Présente l'ensemble des enregistrements ci-dessous sous forme de CSV à deux colonnes, « demande » et « réponse », avec une ligne par demande. Mets chaque texte et chaque réponse dans un seul champ entre guillemets, en remplaçant les retours à la ligne par des espaces.
+ + +
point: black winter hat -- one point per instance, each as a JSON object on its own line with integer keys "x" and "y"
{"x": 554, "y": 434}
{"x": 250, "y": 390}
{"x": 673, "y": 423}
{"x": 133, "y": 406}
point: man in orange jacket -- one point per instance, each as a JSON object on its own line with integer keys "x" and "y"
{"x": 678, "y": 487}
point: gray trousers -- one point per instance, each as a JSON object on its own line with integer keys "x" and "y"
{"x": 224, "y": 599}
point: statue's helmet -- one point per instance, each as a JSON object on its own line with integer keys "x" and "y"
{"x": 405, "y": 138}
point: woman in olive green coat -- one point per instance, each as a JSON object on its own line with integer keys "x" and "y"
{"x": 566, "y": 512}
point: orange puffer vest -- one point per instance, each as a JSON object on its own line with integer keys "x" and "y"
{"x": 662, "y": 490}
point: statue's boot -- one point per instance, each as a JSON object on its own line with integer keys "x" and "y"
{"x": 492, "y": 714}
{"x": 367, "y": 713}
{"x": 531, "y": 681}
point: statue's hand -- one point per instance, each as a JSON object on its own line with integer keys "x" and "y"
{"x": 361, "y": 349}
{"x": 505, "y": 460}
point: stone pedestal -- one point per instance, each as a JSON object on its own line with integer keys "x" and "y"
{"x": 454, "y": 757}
+ + +
Résultat obtenu:
demande,réponse
"point: black winter hat -- one point per instance, each as a JSON object on its own line with integer keys ""x"" and ""y""","{""x"": 554, ""y"": 434} {""x"": 250, ""y"": 390} {""x"": 673, ""y"": 423} {""x"": 133, ""y"": 406}"
"point: man in orange jacket -- one point per instance, each as a JSON object on its own line with integer keys ""x"" and ""y""","{""x"": 678, ""y"": 487}"
"point: gray trousers -- one point per instance, each as a JSON object on its own line with integer keys ""x"" and ""y""","{""x"": 224, ""y"": 599}"
"point: statue's helmet -- one point per instance, each as a JSON object on its own line with integer keys ""x"" and ""y""","{""x"": 405, ""y"": 138}"
"point: woman in olive green coat -- one point per instance, each as a JSON object on its own line with integer keys ""x"" and ""y""","{""x"": 566, ""y"": 512}"
"point: orange puffer vest -- one point per instance, each as a JSON object on its own line with integer keys ""x"" and ""y""","{""x"": 662, ""y"": 490}"
"point: statue's boot -- one point per instance, each as a JSON object on its own line with integer keys ""x"" and ""y""","{""x"": 492, ""y"": 714} {""x"": 367, ""y"": 713} {""x"": 531, ""y"": 681}"
"point: statue's hand -- one point per instance, each as a JSON object on its own line with integer keys ""x"" and ""y""","{""x"": 361, ""y"": 349} {""x"": 505, ""y"": 460}"
"point: stone pedestal -- one point per instance, each as a JSON object on its own line with integer keys ""x"" and ""y""","{""x"": 454, ""y"": 757}"